Lay out the lines below as a Markdown table with the columns Row and Line, starting at the line that contains "Localize asphalt ground." and ending at the line that contains "xmin=2 ymin=165 xmax=478 ymax=269". Number each row and leave out any blank lines.

══ Dataset records

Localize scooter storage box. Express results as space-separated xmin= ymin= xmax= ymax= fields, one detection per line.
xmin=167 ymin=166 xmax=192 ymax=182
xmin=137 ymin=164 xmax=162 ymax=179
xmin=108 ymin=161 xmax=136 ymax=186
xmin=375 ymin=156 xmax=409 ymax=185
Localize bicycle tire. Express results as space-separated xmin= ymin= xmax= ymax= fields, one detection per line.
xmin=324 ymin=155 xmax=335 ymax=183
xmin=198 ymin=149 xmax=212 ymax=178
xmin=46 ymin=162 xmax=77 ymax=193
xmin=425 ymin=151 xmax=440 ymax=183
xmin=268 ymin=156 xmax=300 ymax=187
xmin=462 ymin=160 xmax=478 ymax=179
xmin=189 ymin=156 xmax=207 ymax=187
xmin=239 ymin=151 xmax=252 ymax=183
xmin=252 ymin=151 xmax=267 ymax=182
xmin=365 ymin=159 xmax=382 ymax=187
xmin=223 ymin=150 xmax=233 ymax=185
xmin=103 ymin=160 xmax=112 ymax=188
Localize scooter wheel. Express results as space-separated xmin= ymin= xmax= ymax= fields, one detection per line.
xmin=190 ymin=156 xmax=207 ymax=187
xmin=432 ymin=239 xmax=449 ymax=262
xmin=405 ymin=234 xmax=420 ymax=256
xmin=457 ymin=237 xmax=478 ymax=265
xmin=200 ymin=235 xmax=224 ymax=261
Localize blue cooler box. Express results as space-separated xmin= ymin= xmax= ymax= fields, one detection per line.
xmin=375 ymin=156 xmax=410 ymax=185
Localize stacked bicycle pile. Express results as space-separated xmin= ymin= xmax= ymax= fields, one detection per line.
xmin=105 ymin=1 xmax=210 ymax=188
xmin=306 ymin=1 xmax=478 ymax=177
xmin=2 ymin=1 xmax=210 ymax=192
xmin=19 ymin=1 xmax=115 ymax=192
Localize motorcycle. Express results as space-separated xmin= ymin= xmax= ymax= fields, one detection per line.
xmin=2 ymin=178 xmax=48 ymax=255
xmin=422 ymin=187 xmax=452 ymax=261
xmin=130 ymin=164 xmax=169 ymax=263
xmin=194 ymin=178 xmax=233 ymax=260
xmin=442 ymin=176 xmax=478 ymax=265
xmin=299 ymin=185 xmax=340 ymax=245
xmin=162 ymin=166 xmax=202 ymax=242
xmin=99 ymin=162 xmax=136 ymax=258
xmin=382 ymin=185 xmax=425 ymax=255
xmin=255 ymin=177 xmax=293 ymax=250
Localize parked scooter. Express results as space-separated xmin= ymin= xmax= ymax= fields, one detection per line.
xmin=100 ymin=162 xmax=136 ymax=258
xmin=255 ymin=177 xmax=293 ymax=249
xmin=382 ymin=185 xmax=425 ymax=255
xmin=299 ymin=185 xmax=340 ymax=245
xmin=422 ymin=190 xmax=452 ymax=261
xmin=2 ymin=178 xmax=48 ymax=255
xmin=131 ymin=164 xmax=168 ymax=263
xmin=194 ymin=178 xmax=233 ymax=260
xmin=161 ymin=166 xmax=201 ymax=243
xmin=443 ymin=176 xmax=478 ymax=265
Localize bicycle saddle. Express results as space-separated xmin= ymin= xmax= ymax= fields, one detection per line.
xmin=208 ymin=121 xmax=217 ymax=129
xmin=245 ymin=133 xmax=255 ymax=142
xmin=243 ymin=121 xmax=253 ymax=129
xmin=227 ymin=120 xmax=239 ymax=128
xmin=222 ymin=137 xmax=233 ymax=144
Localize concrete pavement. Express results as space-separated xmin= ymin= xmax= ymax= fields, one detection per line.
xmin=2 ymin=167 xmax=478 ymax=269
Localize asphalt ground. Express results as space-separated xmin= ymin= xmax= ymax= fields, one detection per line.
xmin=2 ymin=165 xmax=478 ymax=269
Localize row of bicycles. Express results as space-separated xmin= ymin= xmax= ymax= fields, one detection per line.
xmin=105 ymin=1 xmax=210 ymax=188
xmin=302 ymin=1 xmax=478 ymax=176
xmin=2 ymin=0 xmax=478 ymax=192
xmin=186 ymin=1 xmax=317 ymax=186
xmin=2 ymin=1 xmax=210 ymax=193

════
══ Dataset records

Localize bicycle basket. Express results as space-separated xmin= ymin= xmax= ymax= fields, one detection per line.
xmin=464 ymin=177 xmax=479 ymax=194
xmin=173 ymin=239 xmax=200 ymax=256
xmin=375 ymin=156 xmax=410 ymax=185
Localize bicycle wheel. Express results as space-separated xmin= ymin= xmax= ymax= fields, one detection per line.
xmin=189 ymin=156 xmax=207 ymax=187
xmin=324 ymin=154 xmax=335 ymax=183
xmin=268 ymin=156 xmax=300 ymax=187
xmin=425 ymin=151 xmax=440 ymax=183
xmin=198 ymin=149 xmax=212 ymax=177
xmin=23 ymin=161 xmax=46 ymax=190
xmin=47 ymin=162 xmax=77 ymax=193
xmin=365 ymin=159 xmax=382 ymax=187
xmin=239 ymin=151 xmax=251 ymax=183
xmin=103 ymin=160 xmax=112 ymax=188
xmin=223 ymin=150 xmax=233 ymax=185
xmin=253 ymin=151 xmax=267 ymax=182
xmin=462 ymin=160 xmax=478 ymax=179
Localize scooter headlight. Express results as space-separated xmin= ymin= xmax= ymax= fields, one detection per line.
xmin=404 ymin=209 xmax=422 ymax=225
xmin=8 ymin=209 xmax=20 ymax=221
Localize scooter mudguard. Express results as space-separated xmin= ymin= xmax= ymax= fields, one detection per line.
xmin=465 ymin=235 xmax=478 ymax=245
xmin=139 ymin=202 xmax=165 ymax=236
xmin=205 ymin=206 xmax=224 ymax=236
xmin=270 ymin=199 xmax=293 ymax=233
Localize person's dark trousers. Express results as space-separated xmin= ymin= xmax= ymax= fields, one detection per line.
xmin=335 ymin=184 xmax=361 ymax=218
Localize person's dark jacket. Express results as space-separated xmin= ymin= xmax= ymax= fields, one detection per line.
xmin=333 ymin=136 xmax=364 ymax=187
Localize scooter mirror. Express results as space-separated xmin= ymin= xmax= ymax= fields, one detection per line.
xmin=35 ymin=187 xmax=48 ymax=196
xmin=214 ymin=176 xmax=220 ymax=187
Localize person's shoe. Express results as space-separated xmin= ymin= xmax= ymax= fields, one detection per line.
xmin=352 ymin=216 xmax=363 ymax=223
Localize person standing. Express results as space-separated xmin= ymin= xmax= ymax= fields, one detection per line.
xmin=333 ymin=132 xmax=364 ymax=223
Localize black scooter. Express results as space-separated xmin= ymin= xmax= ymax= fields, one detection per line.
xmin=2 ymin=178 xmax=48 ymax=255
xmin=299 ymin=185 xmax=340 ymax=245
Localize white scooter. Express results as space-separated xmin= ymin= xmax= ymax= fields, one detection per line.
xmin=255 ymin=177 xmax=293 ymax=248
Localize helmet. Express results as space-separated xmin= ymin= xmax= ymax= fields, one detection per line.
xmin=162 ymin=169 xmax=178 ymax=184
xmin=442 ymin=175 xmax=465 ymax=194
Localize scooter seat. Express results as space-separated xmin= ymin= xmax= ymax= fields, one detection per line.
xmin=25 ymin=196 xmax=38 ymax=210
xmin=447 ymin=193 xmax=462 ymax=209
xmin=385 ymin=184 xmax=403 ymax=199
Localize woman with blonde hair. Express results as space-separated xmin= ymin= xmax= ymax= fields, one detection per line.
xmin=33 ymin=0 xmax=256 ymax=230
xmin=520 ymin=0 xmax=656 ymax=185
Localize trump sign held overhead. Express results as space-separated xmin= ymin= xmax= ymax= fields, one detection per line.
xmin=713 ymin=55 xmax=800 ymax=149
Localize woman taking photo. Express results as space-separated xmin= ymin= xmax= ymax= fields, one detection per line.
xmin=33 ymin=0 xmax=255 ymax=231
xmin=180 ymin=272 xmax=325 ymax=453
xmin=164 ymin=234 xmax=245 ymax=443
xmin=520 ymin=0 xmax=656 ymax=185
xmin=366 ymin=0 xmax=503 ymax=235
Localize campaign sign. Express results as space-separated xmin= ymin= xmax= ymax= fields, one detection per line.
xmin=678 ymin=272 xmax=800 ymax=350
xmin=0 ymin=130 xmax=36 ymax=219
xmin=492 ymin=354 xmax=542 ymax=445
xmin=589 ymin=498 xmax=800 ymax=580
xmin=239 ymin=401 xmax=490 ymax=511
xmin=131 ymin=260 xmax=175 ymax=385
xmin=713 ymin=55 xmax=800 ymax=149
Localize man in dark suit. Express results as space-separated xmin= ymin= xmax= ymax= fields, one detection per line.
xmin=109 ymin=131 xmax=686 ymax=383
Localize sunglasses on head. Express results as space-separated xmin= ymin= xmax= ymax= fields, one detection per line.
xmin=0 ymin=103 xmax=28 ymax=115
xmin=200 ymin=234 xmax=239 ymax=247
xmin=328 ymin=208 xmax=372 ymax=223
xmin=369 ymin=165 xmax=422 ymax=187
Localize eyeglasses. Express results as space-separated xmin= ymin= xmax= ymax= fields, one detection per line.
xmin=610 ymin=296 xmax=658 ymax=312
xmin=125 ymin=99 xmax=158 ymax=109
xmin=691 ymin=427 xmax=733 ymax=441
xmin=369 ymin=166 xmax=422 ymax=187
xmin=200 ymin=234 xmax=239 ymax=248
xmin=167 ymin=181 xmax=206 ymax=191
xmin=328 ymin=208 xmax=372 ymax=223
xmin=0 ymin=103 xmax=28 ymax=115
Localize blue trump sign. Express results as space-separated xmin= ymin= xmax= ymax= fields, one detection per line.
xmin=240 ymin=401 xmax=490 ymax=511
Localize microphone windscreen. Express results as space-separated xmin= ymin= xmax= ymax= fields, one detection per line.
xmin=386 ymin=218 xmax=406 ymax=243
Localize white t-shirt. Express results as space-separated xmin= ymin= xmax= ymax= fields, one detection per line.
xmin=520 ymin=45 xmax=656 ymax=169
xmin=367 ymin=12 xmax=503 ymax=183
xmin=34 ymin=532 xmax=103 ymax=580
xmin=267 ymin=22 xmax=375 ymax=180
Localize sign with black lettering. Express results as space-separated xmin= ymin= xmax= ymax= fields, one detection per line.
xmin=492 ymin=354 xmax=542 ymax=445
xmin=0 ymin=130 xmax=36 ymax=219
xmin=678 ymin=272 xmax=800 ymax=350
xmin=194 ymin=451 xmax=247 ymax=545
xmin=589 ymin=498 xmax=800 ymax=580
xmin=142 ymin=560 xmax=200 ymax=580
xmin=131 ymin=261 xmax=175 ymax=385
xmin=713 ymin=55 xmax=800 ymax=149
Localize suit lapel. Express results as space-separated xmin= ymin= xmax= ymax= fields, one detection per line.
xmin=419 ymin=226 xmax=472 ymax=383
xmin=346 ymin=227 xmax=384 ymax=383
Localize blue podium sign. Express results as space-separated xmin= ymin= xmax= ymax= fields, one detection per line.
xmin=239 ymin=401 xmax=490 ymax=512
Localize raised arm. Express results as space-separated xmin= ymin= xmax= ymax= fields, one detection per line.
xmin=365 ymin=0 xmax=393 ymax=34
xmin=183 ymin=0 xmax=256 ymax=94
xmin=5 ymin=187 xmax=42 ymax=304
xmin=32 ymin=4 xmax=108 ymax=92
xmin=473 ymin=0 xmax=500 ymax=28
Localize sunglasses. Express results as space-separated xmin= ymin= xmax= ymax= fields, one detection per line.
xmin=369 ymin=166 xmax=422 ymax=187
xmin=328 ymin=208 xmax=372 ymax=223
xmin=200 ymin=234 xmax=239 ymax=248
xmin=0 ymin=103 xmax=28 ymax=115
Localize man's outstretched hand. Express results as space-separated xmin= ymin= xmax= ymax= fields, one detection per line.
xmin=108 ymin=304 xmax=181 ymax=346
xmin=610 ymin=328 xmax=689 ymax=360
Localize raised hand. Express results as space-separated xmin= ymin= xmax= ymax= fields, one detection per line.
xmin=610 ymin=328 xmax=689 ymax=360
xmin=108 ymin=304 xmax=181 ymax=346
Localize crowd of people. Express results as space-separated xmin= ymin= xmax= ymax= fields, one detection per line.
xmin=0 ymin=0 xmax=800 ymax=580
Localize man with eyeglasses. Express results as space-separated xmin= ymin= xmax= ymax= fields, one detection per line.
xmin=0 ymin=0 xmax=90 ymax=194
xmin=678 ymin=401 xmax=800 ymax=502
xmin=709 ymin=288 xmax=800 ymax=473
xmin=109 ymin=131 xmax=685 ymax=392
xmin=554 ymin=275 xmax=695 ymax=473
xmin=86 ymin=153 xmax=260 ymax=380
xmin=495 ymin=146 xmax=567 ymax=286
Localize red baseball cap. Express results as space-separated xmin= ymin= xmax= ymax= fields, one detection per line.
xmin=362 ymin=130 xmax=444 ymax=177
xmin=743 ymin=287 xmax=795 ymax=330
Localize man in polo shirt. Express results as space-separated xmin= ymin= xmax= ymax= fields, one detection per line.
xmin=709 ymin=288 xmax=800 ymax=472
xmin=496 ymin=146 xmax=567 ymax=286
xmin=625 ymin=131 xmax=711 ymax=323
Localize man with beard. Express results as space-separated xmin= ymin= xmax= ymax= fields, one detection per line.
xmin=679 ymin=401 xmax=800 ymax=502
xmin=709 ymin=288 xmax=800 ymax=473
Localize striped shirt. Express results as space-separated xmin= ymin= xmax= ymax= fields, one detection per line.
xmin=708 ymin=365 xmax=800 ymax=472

════

• [Completed exercise]
| Row | Line |
|---|---|
| 1 | Localize asphalt ground. Express results as space-separated xmin= ymin= xmax= ymax= fields, one detection per line. |
| 2 | xmin=2 ymin=165 xmax=478 ymax=269 |